Stated exercise 1:
Write out the part of the thread about the Spivo that begins with the words "So after you" and stops after the words "a snowboard site.".

# Introducing the Spivo to the world of boarding



## Donutz (May 12, 2010)

Posting the same thing in two different threads under two different user id's. Uh-uh. One gone. This one, I'm leaving as a chew toy.

For your reference: posting surveys and advertising.


----------



## snowklinger (Aug 30, 2011)

*shit on a stick*



Donutz said:


> Posting the same thing in two different threads under two different user id's. Uh-uh. One gone. This one, I'm leaving as a chew toy.
> 
> For your reference: posting surveys and advertising.


awesome sauce.

OP find something to hurt yourself on and begin.

Spivo doesn't count.


----------



## BurtonAvenger (Aug 14, 2007)

So after you insert it up your ass do you just clench your cheeks so it rotates between your view and the view of your partners?

Also really weird to post a sex toy on a snowboard site.


----------



## SpivoTeam (Jun 28, 2015)

Thanks for clearing that up Donutz, clearly the Spivo team miscommunicated and doubled posted. Our bad!

If anyone thinks the Spivo could make for some cool bedroom videos we've been looking to have someone make a pornhub post for us. BurtonAvenger, would you like to be the first?:bowdown:


----------



## BurtonAvenger (Aug 14, 2007)

SpivoTeam said:


> Thanks for clearing that up Donutz, clearly the Spivo team miscommunicated and doubled posted. Our bad!
> 
> If anyone thinks the Spivo could make for some cool bedroom videos we've been looking to have someone make a pornhub post for us. BurtonAvenger, would you like to be the first?:bowdown:


Pornhub is for pussies! You couldn't handle the porn I could create.


----------



## SpivoTeam (Jun 28, 2015)

Those are some big words, make sure to let us know when you post it so we can backlink to it! If you pre-order now you'll get one of first Spivo's ever made and you'll be the first to use it that way.

For the rest of you who like snowboarding you'll have it on time to use for the next snow season :hairy:


----------



## ShredLife (Feb 6, 2010)

have you tried using it to beat yourself to death?

if not, try that and get back to us.


----------



## SpivoTeam (Jun 28, 2015)

Yea, it worked :finger1:


----------



## Donutz (May 12, 2010)

To be fair, the link includes a video, so I guess you've technically fulfilled the requirements in the forum rules.

However, it's summer, we're bored, and you are fresh meat. I see you've met a few of our members... :computer3:


----------



## SpivoTeam (Jun 28, 2015)

No stress Donutz. It's not like they are the first 13 year olds to flame someone anonymously on the internet. What do you think of the Spivo? We are looking for some serious feedback.


----------



## ShredLife (Feb 6, 2010)

seriously: if you need kickstarter to fuckstart your selfie-stick business, you should fucking kill yourself - you are a lazy, worthless, not-creative clone of every other shit company who comes on here to shill their terrible products 50 times a year. 


BAN KICKSTARTER FROM SBFORUM!


----------



## francium (Jan 12, 2013)

Pole is too long to fit in a pocket when not filming I don't always ride with a rucksack, plus I can't be arsed filming as i'd rather just be enjoying myself


----------



## Donutz (May 12, 2010)

I have a collapsible monopole that I bought at Wallmart. When collapsed, it fits neatly into my backpack. When I use it, I extend it to about 30", which I find frames me properly.

Stated exercise 2:
Copy every line of the records that follow, changing each coordinate value in the answers by adding -95 to it. Keep all other lines of the records as they are.

Given information:

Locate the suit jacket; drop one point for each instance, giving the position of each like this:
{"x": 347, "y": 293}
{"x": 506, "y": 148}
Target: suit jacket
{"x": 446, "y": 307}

Right answer 1:
So after you insert it up your ass do you just clench your cheeks so it rotates between your view and the view of your partners?

Also really weird to post a sex toy on a snowboard site.

Right answer 2:
Locate the suit jacket; drop one point for each instance, giving the position of each like this:
{"x": 347, "y": 293}
{"x": 506, "y": 148}
Target: suit jacket
{"x": 351, "y": 212}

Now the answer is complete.